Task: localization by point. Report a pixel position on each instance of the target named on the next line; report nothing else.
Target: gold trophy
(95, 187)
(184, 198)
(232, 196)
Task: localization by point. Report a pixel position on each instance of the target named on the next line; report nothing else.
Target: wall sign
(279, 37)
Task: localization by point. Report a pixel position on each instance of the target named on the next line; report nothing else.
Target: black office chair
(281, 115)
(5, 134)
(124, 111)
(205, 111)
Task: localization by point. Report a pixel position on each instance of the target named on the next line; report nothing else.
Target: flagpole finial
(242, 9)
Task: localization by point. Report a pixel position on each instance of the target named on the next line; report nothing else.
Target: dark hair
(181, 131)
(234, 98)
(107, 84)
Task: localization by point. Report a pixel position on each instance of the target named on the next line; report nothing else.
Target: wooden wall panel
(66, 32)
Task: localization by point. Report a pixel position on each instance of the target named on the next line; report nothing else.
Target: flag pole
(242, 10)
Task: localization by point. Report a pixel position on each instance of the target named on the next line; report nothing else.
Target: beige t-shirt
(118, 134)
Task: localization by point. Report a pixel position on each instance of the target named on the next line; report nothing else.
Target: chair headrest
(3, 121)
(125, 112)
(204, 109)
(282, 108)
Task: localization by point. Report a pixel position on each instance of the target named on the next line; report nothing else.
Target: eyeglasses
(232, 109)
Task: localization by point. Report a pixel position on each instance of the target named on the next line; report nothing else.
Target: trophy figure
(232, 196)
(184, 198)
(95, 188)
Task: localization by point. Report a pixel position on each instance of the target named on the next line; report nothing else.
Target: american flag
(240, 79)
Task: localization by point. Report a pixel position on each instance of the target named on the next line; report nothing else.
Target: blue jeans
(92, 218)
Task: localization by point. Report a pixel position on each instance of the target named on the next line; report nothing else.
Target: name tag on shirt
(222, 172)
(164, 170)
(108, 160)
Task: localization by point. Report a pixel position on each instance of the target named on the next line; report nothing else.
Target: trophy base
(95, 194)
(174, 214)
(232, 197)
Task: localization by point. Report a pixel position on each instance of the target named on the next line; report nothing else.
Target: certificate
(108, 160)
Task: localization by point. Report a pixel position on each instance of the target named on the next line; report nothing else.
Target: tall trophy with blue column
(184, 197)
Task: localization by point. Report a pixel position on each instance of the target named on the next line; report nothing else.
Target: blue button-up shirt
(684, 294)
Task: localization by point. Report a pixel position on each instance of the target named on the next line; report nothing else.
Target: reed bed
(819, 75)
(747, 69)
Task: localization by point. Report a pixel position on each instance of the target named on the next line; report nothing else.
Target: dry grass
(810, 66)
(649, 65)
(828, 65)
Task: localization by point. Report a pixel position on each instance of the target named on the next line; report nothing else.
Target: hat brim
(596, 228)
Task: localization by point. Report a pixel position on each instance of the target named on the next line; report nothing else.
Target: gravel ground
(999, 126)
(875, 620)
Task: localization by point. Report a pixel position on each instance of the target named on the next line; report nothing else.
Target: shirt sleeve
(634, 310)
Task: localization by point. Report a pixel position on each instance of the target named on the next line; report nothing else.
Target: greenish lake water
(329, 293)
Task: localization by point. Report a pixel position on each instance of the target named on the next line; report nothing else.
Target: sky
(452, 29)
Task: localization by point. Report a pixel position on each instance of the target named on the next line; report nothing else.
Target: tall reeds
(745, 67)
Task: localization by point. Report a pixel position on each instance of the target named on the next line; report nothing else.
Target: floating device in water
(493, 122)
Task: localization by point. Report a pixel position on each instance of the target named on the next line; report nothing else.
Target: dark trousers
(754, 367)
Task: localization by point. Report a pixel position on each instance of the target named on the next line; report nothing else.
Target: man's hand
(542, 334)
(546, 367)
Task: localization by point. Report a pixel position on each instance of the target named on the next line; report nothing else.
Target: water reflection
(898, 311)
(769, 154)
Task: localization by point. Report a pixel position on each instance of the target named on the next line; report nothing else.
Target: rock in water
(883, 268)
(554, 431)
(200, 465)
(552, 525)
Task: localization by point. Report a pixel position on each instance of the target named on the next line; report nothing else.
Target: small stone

*TASK DETAILS:*
When you repeat the data, keep each line exactly as given.

*RESPONSE AREA:*
Task: localization by point. Report a pixel position on each instance of the target named on the next line; report nothing else.
Target: gold trophy
(95, 187)
(184, 198)
(232, 196)
Task: localization by point. Report a pixel position on each instance of the target named on the next line; report nothing else.
Target: wall sign
(279, 37)
Task: localization by point. Report a pixel position on each instance of the target named on the next line; report nothing else.
Target: black office chair
(281, 115)
(5, 134)
(124, 111)
(205, 111)
Task: localization by point. Report a pixel position on each instance of the target named on the next line; report nothing else.
Target: flagpole finial
(242, 9)
Task: localization by point. Report a pixel position on each instance of the target named on the next line; report nothing else.
Target: dark hair
(181, 131)
(234, 98)
(107, 84)
Task: localization by point. Report a pixel position on each instance of the target named on the next line; report nothing else.
Target: wooden wall panel
(66, 32)
Task: localization by point. Report a pixel position on each instance of the target named on the next line; report nothing else.
Target: flag pole
(242, 10)
Task: localization by point. Report a pixel position on each instance of the target named on the next line; report nothing else.
Target: beige t-shirt
(118, 134)
Task: localization by point. Report a pixel position on each instance of the target named on the next line; report nothing else.
Target: chair headrest
(3, 121)
(125, 112)
(204, 109)
(282, 108)
Task: localization by point. Report a pixel position on each instance of the target named on the next line; report nothing else.
Target: eyeglasses
(232, 109)
Task: localization by point. Report a pixel position on each instance of the target named on the next line; report nothing else.
Target: trophy figure
(232, 196)
(184, 198)
(95, 188)
Task: localization by point. Report a pixel position on each instance of the target named on the next line; report nothing else.
Target: american flag
(240, 79)
Task: localization by point. Report a pixel position on each instance of the target named on the next line; report nothing else.
Target: blue jeans
(92, 218)
Task: localization by point. Report a pixel position on each instance of the target named on the next line; report nothing else.
Target: name tag on shirt
(222, 172)
(164, 170)
(108, 160)
Task: localization by point. Report a pixel position on each instance of the target named on the next line; report nothing else.
Target: trophy base
(95, 194)
(174, 214)
(232, 197)
Task: localization by point. Report a pixel position on each instance of the target named on the next line; report nothing else.
Target: certificate
(108, 160)
Task: localization by point. Report a pixel position on each instance of the target named on the next line; report nothing else.
Target: tall trophy with blue column
(184, 197)
Task: localization by point. Report a pixel position on each instance of the target named on the next line; report nothing else.
Target: blue button-up shirt
(684, 294)
Task: localization by point. Report a pixel position on each instance of the target named on the next line; report nothing else.
Target: reed bed
(819, 75)
(747, 69)
Task: localization by point. Report a pixel position on each instance of the target named on the next line; report nothing else.
Target: dry grass
(810, 66)
(649, 65)
(828, 65)
Task: localization by point. Report a pixel position on each instance of the target named on the next line; report nothing else.
Target: hat brim
(596, 228)
Task: localization by point. Report a pixel position on each instance of the target named on the next line; report nothing else.
Target: gravel ground
(999, 126)
(875, 620)
Task: localization by point. Report a pixel position on each instance of the target named on the next line; report nothing else.
Target: shirt sleeve
(634, 310)
Task: localization by point. Report a pixel position on each instance of the target named on the next line; report nothing else.
Target: greenish lake water
(329, 293)
Task: localization by point. Report a pixel position on each instance of the target named on the next line; report nothing else.
Target: sky
(452, 29)
Task: localization by point. Report a pixel position on each instance of the target named on the next line; report nothing else.
Target: tall reeds
(745, 67)
Task: localization by point. Report a pixel position on each instance of the target named on the next line; report nothing else.
Target: floating device in water
(493, 122)
Task: localization by point. Report a pixel position on each instance of the target named on the next line; report nothing else.
Target: dark trousers
(754, 367)
Task: localization by point. Report a pixel position on each instance of the target named on the next line; report nothing else.
Target: man's hand
(542, 334)
(546, 367)
Task: localization by point. Report a pixel position on each instance of the target named on the next line; report nothing else.
Target: water reflection
(898, 311)
(769, 154)
Task: localization by point. Report a pixel position on each instance of the target named on the next line; report nothing else.
Target: rock in water
(883, 268)
(554, 431)
(200, 465)
(552, 525)
Task: localization by point. Report a pixel position on each instance of the target named on the next line; report nothing else.
Target: small stone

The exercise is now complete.